Set tasks
1. From the account of the Lakewood officers, reproduce word for word the passage starting at "A Killer in" and ending at "against the police.".
2. Decide whether each statement agrees with the account of the Lakewood officers. Answer yes or no, and quote the words from the account that settle it. (a) Officer Tina Griswold was the first officer to enter the shop. (b) Maurice Clemmons had no history of contacts with the Lakewood Police Department. (c) Clemmons was taller than average.
3. Pick up the account of the Lakewood officers after its final sentence and carry it forward.

Document
start

Sgt. Mark Renninger, the shift supervisor, was the first to enter the shop. He bought a coffee, turned around, and walked over to a spot near the center of the wall to his right, where he pulled two small tables together and sat down. Renninger, 39, was a 13-year veteran, SWAT team leader, well-respected SWAT instructor, husband and father of three. Officer Tina Griswold, who’d been slightly injured in the early-morning fight, was the second officer to come in and make a purchase. She was a youthful-looking 40-year-old with 14 years on the job. She’d served on SWAT with a former department and was married with two children. The next officer to come to the table was Officer Ronnie Owens. Big, strong, and athletic, he was 39 with 12 years experience, as well as the father of one daughter. Officer Greg Richards, a 42-year-old, eight-year veteran and married father of three, was the last to enter the store. Like the others, he was personable, dedicated and well trained.

A Killer in the Midst
Richards was still waiting at the service counter to make a purchase when Maurice Clemmons walked through the front door. Clemmons, wearing a dark hooded sweatshirt, was slightly below average in height but stocky in build. Although he had no history of any contacts with the Lakewood Police Department, he had a lengthy and violent arrest record, and had recently become increasingly more irrational, especially in his expressions of hatred for the police. Just three days before he had told family and friends that he wanted to kill some police officers. The following day he was seen with two guns as he continued his rant against the police.

end

(Records of labeled points)
start

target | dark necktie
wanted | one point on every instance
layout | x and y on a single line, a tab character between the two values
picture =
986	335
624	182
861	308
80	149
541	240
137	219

end

Replies
1.
A Killer in the Midst
Richards was still waiting at the service counter to make a purchase when Maurice Clemmons walked through the front door. Clemmons, wearing a dark hooded sweatshirt, was slightly below average in height but stocky in build. Although he had no history of any contacts with the Lakewood Police Department, he had a lengthy and violent arrest record, and had recently become increasingly more irrational, especially in his expressions of hatred for the police. Just three days before he had told family and friends that he wanted to kill some police officers. The following day he was seen with two guns as he continued his rant against the police.

2.
(a) No: "Sgt. Mark Renninger, the shift supervisor, was the first to enter the shop."
(b) Yes: "he had no history of any contacts with the Lakewood Police Department"
(c) No: "slightly below average in height"

3.
Clemmons was on a hate-driven mission. One of the baristas behind the counter greeted him, but he made no reply as he walked past a couple sitting near the front door. Without a word, he kept walking straight, as if heading for the service counter. It was a path that went right past the tables where Renninger, Griswold and Owens sat.

The tables were located along the north wall in a tight corner formed by the junction of the main wall and a half wall perpendicular to it. Renninger, his laptop open in front of him, was seated in the corner with his back to the half wall, the north wall to his left, and his view of Clemmons’ approach largely blocked by the half wall. Griswold was in a more vulnerable position, facing the north wall with her back to the shop’s open area and entrance. Owens was seated across from her, facing the interior.1 He had the best view of the front door, but his open laptop was on the table in front of him, and the entrance was only a few yards away. Even walking at a normal pace, Clemmons covered the short distance within seconds, and was probably behind Griswold before Owens or anyone else noticed anything unusual about him.

With a speed exceeded only by his brutality, Clemmons launched his attack. As he spun to his left, a 9 mm Glock suddenly appeared in his hand, followed immediately by two thunderous gunshots in rapid succession. At this range, Clemmons couldn’t miss. The first round crashed into the back of Griswold’s head, and the second into the right side of Renninger’s, killing both unsuspecting officers instantly.

Though stunned by the unfathomable horror before him, Owens sprang into action. Amazingly, Clemmons’ gun had jammed with his second shot, creating a brief window of opportunity for the officer. With the ruthless cop killer temporarily out of action, Owens quickly closed the distance and went hands-on with him. Owens was big, strong and capable, but sadly, fate was not on his side. Before the luckless officer could gain control of him, Clemmons drew a backup gun—a .38 caliber revolver. Owens fought for his life as his assailant maneuvered the revolver into firing position, but his efforts were to no avail. It’s unknown how many rounds, if any, Clemmons managed to fire before one found its mark, but one struck Owens in the head, taking his life just as Renninger and Griswold had lost theirs only seconds before.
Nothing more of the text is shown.